Vemos hoje a preocupação se o autor era branco, reacionário, machista e por aí vamos, e esquecemos de uma singela pergunta: sua literatura era boa? Ou a literatura, para ser boa, precisa atender a certos requisitos? Ficar obcecado com o que pensava o autor é voltar no tempo e esquecer a lição de Mallarmé, de que a poesia se faz com palavras, não com ideias. Coisa mais antiga, pois não? E se pretendem contemporâneos... e, para ficarmos na França, se lessem, conheceriam a lição proustiana, em “O Tempo Recuperado”: “A verdadeira arte prescinde de manifestos e se realiza em silêncio”.
 
Sequer originais são.
 
Machado era ou não negro? E bateiam garimpando racismos escondidos no manancial da literatura machadiana. Bacana que tenha sido negro e que isso tenha sido resgatado, nada contra, muito ao contrário, mas minha pergunta é: e se o Velho Bruxo fosse uma bosta de escritor, teria da mesma forma contribuído para a formação de uma literatura e identidade brasileiras? A pergunta responde-se a si própria.
 
Será difícil perceber que há uma nada sutil diferença entre escritores, sociólogos e jornalistas; ou que a etimologia da palavra "personagem" vem de "máscara teatral" (etrusco) ou "persona" (latim), e não se confunde com a pessoa; e que a palavra "ficcionista", desculpem o truísmo, mas é preciso, vem de ficção?

AMOSTRA DOS DADOS:
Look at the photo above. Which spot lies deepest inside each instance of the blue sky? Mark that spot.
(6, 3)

ENUNCIADO A:
Reescreva a parte do trecho sobre literatura que começa com as palavras que contêm "Machado era ou" e termina com "vem de ficção?", substituindo "Velho Bruxo" por "Bruxo do Cosme Velho".
ENUNCIADO B:
Diga se cada afirmação concorda com o trecho sobre literatura, respondendo sim ou não e citando as palavras do trecho que decidem a resposta.
(i) O trecho atribui a Mallarmé a lição de que a poesia se faz com palavras, e não com ideias.
(ii) Segundo o trecho, a palavra "personagem" vem do grego.
(iii) A frase de Proust citada no trecho está em "O Tempo Recuperado".
ENUNCIADO C:
Responda às perguntas sobre o trecho sobre literatura:
(i) Segundo a citação de Proust, de que a verdadeira arte prescinde?
(ii) Entre quais profissões o trecho aponta uma diferença?
(iii) De que palavra vem "ficcionista"?
Baseie-se somente no trecho para responder.

RESOLUÇÃO COMPLETA A:
Machado era ou não negro? E bateiam garimpando racismos escondidos no manancial da literatura machadiana. Bacana que tenha sido negro e que isso tenha sido resgatado, nada contra, muito ao contrário, mas minha pergunta é: e se o Bruxo do Cosme Velho fosse uma bosta de escritor, teria da mesma forma contribuído para a formação de uma literatura e identidade brasileiras? A pergunta responde-se a si própria.
 
Será difícil perceber que há uma nada sutil diferença entre escritores, sociólogos e jornalistas; ou que a etimologia da palavra "personagem" vem de "máscara teatral" (etrusco) ou "persona" (latim), e não se confunde com a pessoa; e que a palavra "ficcionista", desculpem o truísmo, mas é preciso, vem de ficção?

RESOLUÇÃO COMPLETA B:
(i) Sim: «a lição de Mallarmé, de que a poesia se faz com palavras, não com ideias».
(ii) Não: «vem de "máscara teatral" (etrusco) ou "persona" (latim)».
(iii) Sim: «a lição proustiana, em “O Tempo Recuperado”».

RESOLUÇÃO COMPLETA C:
(i) De manifestos.
(ii) Entre escritores, sociólogos e jornalistas.
(iii) De ficção.